> _TASKS TO PERFORM_:
A: According to the racquet stringing advice, which three sports is the advice for?
B: Copy the racquet stringing advice from "In tennis if" down to "YOUR RACQUET RE-STRUNG!!", swapping "spin" for "topspin".

Racquet stringing advice
Whether it be for tennis, squash or badminton, there are many considerations to take into account when choosing which strings to use and then a wide range of stringing options available to you dependent on your needs.
In order to string your racquet with the best strings for your game and requirements we can discuss what your demands are from your strings, whether it be a top level performance string, a string offering maximum durability, strings suiting players with injuries such as tennis elbow, strings depending on your budget or style of play and what string tension is going to work best for your game...then settle on the perfect stringing solution for your game.
In tennis if you play with a lot of spin from the baseline you will need a totally different string and tension to that required if you are primarily a serve and volley player.
Your racquet strings are the only point of your racquet to come in contact with the ball or shuttle (hopefully!), therefore you need to make sure you have the best strings, strung at the best tension for you and your game.
Strings lose tension and deteriorate relatively quickly, so it is important NOT TO WAIT UNTIL YOUR STRINGS BREAK BEFORE GETTING YOUR RACQUET RE-STRUNG!!

> _MATERIAL SUPPLIED_:
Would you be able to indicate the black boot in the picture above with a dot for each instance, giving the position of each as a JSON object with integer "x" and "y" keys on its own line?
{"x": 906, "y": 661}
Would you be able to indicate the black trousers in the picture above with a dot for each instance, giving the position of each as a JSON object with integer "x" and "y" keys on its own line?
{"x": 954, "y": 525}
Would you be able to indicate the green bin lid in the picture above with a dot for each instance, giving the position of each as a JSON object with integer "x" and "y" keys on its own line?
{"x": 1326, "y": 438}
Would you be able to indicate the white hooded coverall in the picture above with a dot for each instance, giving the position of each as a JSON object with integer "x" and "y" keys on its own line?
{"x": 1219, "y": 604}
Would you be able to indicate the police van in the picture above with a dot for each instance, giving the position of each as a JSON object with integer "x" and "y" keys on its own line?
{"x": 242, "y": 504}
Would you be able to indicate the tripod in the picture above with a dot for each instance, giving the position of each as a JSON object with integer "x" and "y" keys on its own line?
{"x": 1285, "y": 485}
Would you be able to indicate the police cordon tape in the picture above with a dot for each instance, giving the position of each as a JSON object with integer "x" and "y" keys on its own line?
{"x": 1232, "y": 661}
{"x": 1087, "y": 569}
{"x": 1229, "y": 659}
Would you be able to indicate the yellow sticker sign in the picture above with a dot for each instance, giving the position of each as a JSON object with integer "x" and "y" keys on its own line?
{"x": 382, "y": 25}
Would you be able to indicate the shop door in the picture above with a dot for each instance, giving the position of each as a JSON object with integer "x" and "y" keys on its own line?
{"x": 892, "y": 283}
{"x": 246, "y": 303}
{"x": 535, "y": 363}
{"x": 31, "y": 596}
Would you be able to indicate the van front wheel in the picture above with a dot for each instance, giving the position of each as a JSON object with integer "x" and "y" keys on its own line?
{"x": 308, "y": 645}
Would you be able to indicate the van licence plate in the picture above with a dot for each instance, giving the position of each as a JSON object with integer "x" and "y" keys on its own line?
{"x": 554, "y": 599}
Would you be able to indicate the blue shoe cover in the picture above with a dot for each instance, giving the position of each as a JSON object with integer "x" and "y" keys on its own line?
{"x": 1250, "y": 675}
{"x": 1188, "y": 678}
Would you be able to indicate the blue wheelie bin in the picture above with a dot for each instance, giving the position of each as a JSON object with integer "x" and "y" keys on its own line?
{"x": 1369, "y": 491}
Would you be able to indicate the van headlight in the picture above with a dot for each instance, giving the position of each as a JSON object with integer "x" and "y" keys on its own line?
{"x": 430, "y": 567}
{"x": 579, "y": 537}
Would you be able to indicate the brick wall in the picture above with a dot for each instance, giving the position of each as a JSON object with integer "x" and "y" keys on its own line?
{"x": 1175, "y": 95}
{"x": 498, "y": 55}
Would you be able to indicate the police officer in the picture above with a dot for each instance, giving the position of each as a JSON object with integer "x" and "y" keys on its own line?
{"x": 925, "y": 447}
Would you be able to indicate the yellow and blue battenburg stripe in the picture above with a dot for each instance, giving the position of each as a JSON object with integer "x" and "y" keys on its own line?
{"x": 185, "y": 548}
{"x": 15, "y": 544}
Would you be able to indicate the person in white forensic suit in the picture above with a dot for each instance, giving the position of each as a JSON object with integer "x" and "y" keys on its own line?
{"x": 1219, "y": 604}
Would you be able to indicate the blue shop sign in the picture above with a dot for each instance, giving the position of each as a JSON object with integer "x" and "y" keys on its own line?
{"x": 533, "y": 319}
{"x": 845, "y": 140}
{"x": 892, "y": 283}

> _WRITTEN RESPONSES_:
A: Tennis, squash and badminton.

B:
In tennis if you play with a lot of topspin from the baseline you will need a totally different string and tension to that required if you are primarily a serve and volley player.
Your racquet strings are the only point of your racquet to come in contact with the ball or shuttle (hopefully!), therefore you need to make sure you have the best strings, strung at the best tension for you and your game.
Strings lose tension and deteriorate relatively quickly, so it is important NOT TO WAIT UNTIL YOUR STRINGS BREAK BEFORE GETTING YOUR RACQUET RE-STRUNG!!